Michael Garrett Mills (born October 12, 1983) is a former American football tight end. He was drafted by the New England Patriots in the fourth round of the 2006 NFL Draft. He played college football at Tulsa.

Mills also played for the Minnesota Vikings, Philadelphia Eagles, and Cincinnati Bengals.

Early years
Mills attended Jenks High School in Jenks, Oklahoma and was a good student and a standout in football and basketball. In football, he led his teams to three Class 6A State Titles, was a three-year starter as a tight end, and as a senior he was named the District Player of the Year and he was named the Tulsa World News Player of the Year. In basketball, Mills was a three-year letterman. Mills graduated from Jenks High School in 2003.

College career
He played college football for the University of Tulsa, where he set an NCAA record in the 2005 season with 1,235 yards receiving (on 87 receptions), the most yards earned receiving by a tight end in a single season. He won the MVP for the 2005 C-USA Championship game and was an All-America selection.

GIVEN INFORMATION:
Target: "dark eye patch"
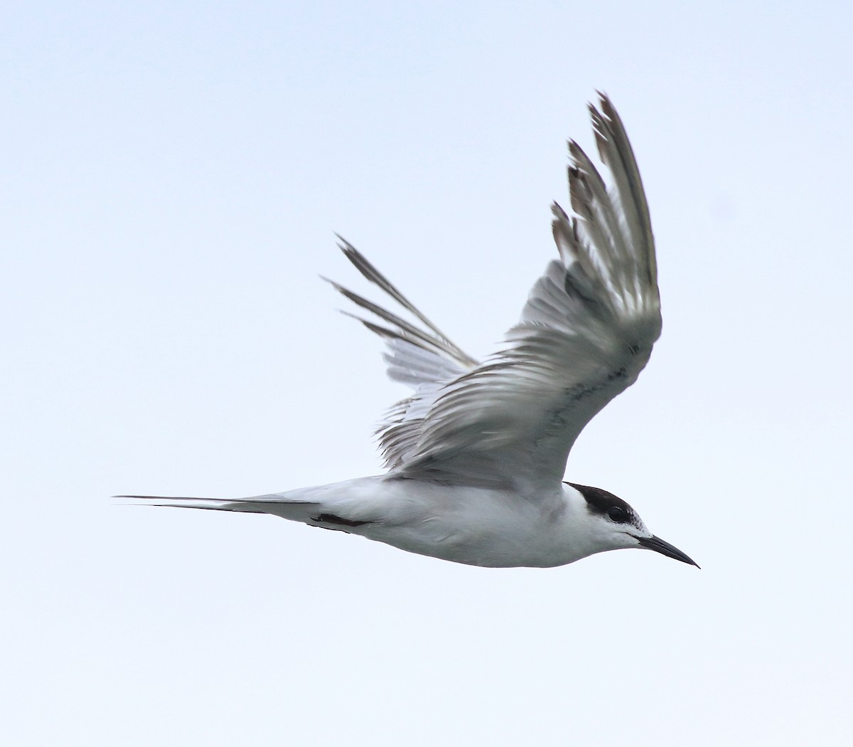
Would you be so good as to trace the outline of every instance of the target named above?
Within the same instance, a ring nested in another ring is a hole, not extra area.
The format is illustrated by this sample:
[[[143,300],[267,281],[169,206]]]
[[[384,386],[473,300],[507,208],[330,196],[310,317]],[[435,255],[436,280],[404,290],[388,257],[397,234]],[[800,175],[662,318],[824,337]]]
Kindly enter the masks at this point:
[[[618,505],[611,506],[607,511],[607,516],[612,522],[616,522],[618,524],[624,524],[628,521],[628,514]]]

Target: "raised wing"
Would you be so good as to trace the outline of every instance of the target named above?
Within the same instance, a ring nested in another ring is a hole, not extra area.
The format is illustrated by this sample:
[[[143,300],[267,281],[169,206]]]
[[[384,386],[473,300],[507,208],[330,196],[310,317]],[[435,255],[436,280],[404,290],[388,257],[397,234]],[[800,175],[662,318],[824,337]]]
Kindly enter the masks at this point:
[[[402,476],[525,492],[558,483],[578,434],[646,365],[661,329],[648,208],[616,110],[601,95],[601,109],[589,111],[610,189],[571,141],[575,215],[553,208],[560,260],[548,266],[519,323],[486,361],[477,365],[344,247],[368,279],[428,330],[336,286],[391,324],[364,322],[389,341],[389,373],[415,386],[380,431],[387,465]]]

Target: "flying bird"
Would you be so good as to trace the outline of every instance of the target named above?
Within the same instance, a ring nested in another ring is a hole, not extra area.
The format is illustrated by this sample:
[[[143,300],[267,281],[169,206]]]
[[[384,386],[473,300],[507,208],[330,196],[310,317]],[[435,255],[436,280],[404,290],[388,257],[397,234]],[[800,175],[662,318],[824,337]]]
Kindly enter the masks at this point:
[[[660,335],[654,239],[640,172],[609,98],[589,104],[605,182],[573,140],[572,213],[554,203],[559,259],[500,349],[472,358],[354,247],[346,258],[409,321],[334,287],[381,336],[388,376],[411,396],[386,414],[380,476],[237,499],[120,496],[272,514],[401,550],[486,567],[553,567],[639,547],[696,565],[606,490],[563,481],[584,426],[634,383]]]

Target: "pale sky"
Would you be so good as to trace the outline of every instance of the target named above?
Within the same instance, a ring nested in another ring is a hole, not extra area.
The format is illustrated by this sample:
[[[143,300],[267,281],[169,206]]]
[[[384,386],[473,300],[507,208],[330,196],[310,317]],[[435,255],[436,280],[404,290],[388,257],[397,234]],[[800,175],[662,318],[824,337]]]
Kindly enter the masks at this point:
[[[853,10],[699,6],[4,6],[0,741],[850,743]],[[111,505],[378,474],[334,232],[491,352],[596,88],[664,333],[566,477],[701,570]]]

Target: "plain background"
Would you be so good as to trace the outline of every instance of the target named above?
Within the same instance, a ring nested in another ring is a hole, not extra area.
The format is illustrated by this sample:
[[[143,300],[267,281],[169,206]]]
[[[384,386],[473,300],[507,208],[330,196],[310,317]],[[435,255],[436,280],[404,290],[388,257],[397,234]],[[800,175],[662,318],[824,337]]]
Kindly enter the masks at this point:
[[[847,3],[17,3],[0,60],[0,738],[847,744]],[[338,231],[477,355],[613,98],[664,334],[567,476],[652,552],[444,563],[111,505],[376,474]]]

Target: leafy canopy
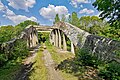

PROBLEM SET:
• A. According to the biography, how many receiving yards did Mills have at Tulsa in the 2005 season?
• B. Print everything in the biography from "Michael Garrett Mills" down to "and Cincinnati Bengals.".

THE RESULTS:
• A. 1,235 yards, on 87 receptions.

• B.
Michael Garrett Mills (born October 12, 1983) is a former American football tight end. He was drafted by the New England Patriots in the fourth round of the 2006 NFL Draft. He played college football at Tulsa.

Mills also played for the Minnesota Vikings, Philadelphia Eagles, and Cincinnati Bengals.